GIVEN TEXT:
Hold leaders to account

covid
covid

What you need to know:

  • Almost all African countries are affected by the pandemic.
  • The WHO has warned them to prepare for the worst due to their fragile health systems.

It is difficult to plan for the post-coronavirus; it is probably still too early.

But it is not excluded to think that several African states will one day be prosecuted before regional judicial bodies by their citizens for not having provided them with adequate medical services during the pandemic.

Almost all African countries are affected by the pandemic and the limited testing and care capacity in hospitals are a cause for concern.

The WHO has warned them to prepare for the worst due to their fragile health systems in which healthcare workers are under-equipped and insufficient, averaging two for 1,000 patients. Kenya’s is 8.3:1,000 against the WHO-recommended 25:10,000.

This observation, made well before the pandemic, raises questions like, will the governments be held to account and answer for their lack of preparation? Does Article 16 of the African Charter on Human and Peoples’ Rights not stipulate that State parties “take the necessary measures to protect the health of their people and to ensure that they receive medical attention when they are sick”?

Right to health

Of course, if they are ever called upon to justify themselves before the African Court on Human and Peoples’ Rights (ACHPR), some States will argue that the right to health is progressive, a realisation of which depends on available resources.

In 2016, Sierra Leone was prosecuted in the Ecowas Court of Justice for having misused funds granted to it by the international community to fight the Ebola virus epidemic. A decade earlier, before ACHPR, Nigeria and The Gambia were condemned by the African Commission on Human Rights for violating the human right to health of their populations in 2001 and 2003, respectively.

African leaders must prevent the spread of contradictory and misleading information about the coronavirus. For this, too, they might have to answer.

INFORMATION:
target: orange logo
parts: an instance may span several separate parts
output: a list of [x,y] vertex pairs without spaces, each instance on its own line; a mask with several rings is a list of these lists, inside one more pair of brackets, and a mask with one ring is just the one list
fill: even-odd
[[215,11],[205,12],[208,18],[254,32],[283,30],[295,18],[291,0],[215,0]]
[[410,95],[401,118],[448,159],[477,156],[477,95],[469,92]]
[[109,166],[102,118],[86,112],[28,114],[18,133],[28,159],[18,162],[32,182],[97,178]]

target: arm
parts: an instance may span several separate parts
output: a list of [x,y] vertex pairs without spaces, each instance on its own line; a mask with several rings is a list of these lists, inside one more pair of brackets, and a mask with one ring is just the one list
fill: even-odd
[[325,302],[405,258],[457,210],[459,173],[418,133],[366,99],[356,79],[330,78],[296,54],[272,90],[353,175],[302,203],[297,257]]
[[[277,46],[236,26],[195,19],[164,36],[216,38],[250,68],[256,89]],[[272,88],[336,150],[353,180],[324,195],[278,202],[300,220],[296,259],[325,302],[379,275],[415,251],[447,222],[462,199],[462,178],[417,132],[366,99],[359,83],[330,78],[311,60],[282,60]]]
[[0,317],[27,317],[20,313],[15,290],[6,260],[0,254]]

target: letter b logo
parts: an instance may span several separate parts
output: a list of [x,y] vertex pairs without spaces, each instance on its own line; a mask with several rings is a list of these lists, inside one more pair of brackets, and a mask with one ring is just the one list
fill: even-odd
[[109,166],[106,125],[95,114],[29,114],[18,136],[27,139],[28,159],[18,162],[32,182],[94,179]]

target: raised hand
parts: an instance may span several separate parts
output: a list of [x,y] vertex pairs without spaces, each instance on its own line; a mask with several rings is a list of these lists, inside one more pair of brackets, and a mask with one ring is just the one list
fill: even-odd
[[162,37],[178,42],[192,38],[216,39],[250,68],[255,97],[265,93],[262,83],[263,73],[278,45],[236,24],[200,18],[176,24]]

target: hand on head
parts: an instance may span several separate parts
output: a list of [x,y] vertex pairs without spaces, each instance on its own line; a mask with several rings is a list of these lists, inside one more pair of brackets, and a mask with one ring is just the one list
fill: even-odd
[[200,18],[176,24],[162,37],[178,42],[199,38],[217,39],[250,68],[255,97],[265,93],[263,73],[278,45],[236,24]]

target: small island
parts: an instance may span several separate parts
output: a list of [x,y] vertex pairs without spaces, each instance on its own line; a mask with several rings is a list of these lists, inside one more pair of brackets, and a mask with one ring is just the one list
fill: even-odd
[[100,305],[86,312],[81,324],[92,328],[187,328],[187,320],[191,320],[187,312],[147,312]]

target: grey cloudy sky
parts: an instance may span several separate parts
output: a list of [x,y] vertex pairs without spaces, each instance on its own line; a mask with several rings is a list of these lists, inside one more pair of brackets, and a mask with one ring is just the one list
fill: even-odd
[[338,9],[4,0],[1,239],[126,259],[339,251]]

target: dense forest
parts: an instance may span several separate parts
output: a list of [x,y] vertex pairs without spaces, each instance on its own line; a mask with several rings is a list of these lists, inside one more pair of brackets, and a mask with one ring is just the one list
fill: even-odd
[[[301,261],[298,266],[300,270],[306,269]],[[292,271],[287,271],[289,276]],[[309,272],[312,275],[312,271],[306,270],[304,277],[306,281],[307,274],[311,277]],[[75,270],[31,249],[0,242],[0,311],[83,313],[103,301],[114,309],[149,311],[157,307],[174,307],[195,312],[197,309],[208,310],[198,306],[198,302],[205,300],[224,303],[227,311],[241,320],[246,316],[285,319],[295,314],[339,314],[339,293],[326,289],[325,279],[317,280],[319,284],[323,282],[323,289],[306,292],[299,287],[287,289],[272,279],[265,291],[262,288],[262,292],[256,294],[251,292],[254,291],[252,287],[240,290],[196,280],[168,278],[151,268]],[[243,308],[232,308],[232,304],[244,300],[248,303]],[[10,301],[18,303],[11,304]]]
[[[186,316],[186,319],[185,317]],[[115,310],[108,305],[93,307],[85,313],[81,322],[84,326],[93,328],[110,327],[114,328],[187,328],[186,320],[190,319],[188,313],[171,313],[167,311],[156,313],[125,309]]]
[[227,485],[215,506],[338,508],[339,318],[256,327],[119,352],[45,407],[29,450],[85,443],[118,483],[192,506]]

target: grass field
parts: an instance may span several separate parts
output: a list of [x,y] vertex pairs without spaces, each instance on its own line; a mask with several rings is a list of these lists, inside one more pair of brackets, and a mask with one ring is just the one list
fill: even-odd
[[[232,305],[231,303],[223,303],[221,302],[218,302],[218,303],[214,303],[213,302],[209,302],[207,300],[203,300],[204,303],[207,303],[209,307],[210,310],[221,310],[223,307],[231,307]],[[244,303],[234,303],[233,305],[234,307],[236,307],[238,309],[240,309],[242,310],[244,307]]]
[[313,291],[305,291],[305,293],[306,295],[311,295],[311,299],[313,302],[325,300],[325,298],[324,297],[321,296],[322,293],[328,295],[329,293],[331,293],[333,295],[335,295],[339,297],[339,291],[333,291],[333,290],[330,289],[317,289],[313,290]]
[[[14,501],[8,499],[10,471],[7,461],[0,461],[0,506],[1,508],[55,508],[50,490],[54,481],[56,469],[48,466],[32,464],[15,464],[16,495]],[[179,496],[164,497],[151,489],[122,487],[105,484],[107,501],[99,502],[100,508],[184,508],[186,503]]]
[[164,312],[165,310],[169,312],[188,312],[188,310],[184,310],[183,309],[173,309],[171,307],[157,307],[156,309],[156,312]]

WHAT YOU SHOULD DO: Please answer from the text on holding leaders to account: in which year was Sierra Leone prosecuted in the Ecowas Court of Justice? The material has no connection to the text on holding leaders to account.

EXERCISE OUTPUT: 2016